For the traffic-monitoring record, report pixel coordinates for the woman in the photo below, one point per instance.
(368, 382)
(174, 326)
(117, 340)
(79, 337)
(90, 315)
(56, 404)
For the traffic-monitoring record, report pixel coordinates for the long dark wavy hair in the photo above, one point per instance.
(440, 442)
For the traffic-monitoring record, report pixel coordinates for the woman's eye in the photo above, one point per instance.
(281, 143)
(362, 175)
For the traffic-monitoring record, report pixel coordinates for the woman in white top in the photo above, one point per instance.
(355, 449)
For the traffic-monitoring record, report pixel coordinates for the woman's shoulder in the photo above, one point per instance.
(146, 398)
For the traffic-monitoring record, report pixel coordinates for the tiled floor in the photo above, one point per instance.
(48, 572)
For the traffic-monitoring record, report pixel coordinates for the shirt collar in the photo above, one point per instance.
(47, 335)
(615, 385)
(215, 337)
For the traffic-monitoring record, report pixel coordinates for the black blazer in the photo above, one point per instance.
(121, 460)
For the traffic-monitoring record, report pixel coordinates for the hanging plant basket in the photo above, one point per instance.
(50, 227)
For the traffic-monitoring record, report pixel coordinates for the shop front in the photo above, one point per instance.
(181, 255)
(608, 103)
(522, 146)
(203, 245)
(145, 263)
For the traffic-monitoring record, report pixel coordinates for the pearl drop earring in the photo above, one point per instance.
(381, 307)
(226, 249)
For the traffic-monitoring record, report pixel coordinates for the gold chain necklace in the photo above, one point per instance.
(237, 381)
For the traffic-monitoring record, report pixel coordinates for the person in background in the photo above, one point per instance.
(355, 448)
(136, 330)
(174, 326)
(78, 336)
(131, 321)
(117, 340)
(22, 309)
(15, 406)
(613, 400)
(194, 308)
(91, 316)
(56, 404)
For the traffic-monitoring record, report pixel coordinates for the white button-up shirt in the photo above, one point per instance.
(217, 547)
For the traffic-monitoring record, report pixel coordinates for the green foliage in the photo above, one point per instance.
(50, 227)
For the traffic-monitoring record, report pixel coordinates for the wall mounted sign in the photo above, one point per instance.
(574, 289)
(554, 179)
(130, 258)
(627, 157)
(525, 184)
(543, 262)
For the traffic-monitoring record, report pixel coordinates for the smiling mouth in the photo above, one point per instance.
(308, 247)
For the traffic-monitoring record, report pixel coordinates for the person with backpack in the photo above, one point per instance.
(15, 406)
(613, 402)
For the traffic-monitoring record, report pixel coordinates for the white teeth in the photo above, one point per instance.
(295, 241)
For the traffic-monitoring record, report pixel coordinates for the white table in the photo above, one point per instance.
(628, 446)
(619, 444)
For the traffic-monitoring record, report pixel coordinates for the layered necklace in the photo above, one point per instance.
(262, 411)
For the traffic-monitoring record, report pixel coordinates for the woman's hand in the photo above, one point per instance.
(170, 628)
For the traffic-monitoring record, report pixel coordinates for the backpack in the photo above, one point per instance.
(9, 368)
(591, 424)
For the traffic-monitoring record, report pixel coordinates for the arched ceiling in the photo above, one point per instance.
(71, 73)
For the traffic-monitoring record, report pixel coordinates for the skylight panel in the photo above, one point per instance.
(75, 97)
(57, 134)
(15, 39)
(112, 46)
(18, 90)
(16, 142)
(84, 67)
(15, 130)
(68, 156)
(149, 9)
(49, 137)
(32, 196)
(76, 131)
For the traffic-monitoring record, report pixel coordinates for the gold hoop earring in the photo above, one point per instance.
•••
Could you swap "traffic-monitoring" for "crowd-monitoring" throughout the data, from the line that contains "for the skylight" through the end, inclusive, and return only those lines with nothing else altered?

For the crowd-monitoring record, report pixel coordinates for the skylight panel in the photo above, one point per instance.
(75, 97)
(57, 134)
(15, 39)
(112, 46)
(18, 90)
(16, 142)
(84, 67)
(15, 130)
(68, 156)
(149, 9)
(49, 137)
(32, 196)
(76, 131)
For the crowd-monitoring record, report pixel coordinates for the gold hoop earring in the photo above, one point per instance.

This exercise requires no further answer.